Print out the data that follows exactly, character for character, apart from the pictures.

(Records for this task):
#####

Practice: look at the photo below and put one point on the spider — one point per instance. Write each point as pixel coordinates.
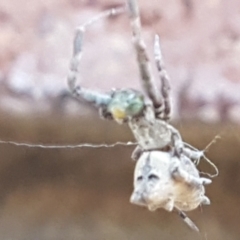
(162, 181)
(148, 116)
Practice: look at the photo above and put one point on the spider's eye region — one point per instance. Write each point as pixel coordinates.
(153, 177)
(139, 178)
(126, 104)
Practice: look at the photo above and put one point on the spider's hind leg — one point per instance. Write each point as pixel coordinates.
(164, 110)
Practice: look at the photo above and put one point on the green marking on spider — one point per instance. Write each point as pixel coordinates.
(126, 104)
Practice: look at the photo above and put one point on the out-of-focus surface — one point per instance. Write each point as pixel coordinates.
(84, 193)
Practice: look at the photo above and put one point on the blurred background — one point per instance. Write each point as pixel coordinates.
(84, 193)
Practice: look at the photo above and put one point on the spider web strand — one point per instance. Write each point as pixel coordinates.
(82, 145)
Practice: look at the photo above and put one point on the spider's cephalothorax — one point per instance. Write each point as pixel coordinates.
(125, 104)
(147, 117)
(162, 181)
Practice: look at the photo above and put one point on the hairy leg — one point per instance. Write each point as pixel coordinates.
(163, 112)
(99, 99)
(142, 57)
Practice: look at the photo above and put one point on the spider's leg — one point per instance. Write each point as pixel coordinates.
(99, 99)
(187, 220)
(176, 142)
(137, 152)
(181, 175)
(142, 57)
(163, 112)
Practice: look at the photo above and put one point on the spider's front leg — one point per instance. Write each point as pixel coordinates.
(163, 112)
(142, 57)
(99, 99)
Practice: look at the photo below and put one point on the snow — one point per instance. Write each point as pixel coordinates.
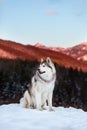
(14, 117)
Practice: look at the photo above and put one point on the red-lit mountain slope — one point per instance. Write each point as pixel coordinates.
(79, 52)
(13, 50)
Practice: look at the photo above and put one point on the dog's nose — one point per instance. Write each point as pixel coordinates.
(38, 69)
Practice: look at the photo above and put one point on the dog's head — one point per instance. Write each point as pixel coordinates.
(46, 68)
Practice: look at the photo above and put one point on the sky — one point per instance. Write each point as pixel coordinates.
(58, 23)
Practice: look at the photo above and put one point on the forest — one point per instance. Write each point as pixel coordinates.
(70, 86)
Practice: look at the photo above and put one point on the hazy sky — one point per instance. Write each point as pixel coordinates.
(51, 22)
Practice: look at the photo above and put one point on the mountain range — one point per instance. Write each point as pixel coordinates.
(74, 57)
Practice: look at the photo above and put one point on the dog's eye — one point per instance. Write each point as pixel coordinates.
(43, 65)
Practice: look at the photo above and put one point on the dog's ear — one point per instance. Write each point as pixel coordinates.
(48, 60)
(41, 60)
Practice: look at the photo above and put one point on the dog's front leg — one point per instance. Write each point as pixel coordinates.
(50, 101)
(38, 101)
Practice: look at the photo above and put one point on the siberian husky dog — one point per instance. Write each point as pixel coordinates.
(40, 92)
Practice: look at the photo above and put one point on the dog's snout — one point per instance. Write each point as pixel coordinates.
(38, 69)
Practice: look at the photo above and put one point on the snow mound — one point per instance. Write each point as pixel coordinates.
(14, 117)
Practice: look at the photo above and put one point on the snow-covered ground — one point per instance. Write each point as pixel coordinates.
(14, 117)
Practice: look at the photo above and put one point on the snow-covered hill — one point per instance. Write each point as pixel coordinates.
(14, 117)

#####

(Expected answer):
Practice: look at the photo below and put one point on the spider — one point per instance. Write each point as pixel coordinates.
(162, 181)
(148, 116)
Practice: look at the photo above and put one point on the spider's eye region — one point per instance. Write each point as pixel coordinates.
(153, 177)
(139, 178)
(126, 104)
Practice: look at the photo above and put one point on the spider's hind leg — one point per instance. Write each point as pixel coordinates.
(164, 110)
Practice: look at the photo above and put one point on the green marking on spider — one point per instance. Write each point as pixel coordinates.
(126, 104)
Practice: look at the photo above and put one point on the out-of-focus surface — one point per instance. Write each point as pixel coordinates.
(84, 193)
Practice: look at the photo above and put one point on the blurred background — one point per instance. Write each point as pixel coordinates.
(84, 193)
Practice: look at the photo above and put one point on the spider web strand — one point per instance. Write each point as pixel coordinates.
(82, 145)
Practice: look at the photo above and put one point on the spider's cephalothorax — one point per instance. Write each point as pixel coordinates.
(125, 104)
(147, 117)
(162, 181)
Practice: look at the photo above and put one point on the hairy leg — one point per instance. Write each point as pixel coordinates.
(163, 112)
(99, 99)
(142, 57)
Practice: look at the photo above and put one point on the spider's leg — one point per instance. Write each point as pixel coordinates.
(99, 99)
(187, 220)
(176, 142)
(137, 152)
(181, 175)
(142, 57)
(163, 112)
Practice: look at the photo above and put one point on the spider's front leg — one point per instance. Write each point as pixel coordinates.
(163, 112)
(142, 57)
(99, 99)
Practice: look at the photo below and put one point on the snow — one point per instance. Write each point as pixel coordinates.
(14, 117)
Practice: look at the photo above and put one point on the red-lit mountain slope — one point per instance. Write each point as pixel coordinates.
(79, 52)
(13, 50)
Practice: look at the photo above and put one point on the dog's nose — one point per instance. Write each point as pixel coordinates.
(38, 69)
Practice: look at the photo above and put one point on the dog's head — one point per instance. Write each point as pixel coordinates.
(46, 68)
Practice: look at the photo above and put one point on the sky — one point per instance. Write each point as pixel coordinates.
(58, 23)
Practice: look at the photo above and put one point on the forest — one point per instance. Write each point as pixel coordinates.
(70, 86)
Practice: look at the photo above and put one point on the hazy sky — one point per instance. Write each point as pixel coordinates.
(51, 22)
Practice: look at the photo above and put one point on the mountain range — one point per instance. Write each point as pixel coordinates.
(74, 57)
Practice: look at the photo above and put one point on the dog's eye — one point per instance. Write each point as pixel coordinates.
(43, 65)
Practice: look at the photo above and put one point on the dog's ear — one point per instance. Write each point as pixel coordinates.
(48, 60)
(41, 60)
Practice: look at the photo above and put one point on the dog's front leg — one point per instance. Write each point as pixel coordinates.
(50, 101)
(38, 101)
Practice: look at the photo above and put one point on the siberian husky dog — one point per instance. Write each point as pixel coordinates.
(40, 92)
Practice: look at the photo above and put one point on the dog's snout — one point per instance. Write each point as pixel coordinates.
(38, 69)
Practice: look at the photo above and put one point on the snow mound — one point per instance. Write each point as pixel coordinates.
(14, 117)
Practice: look at the photo above and put one point on the snow-covered ground — one point per instance. Write each point as pixel coordinates.
(14, 117)
Practice: look at the photo above and put one point on the snow-covered hill — one point per instance. Write each point as pixel coordinates.
(14, 117)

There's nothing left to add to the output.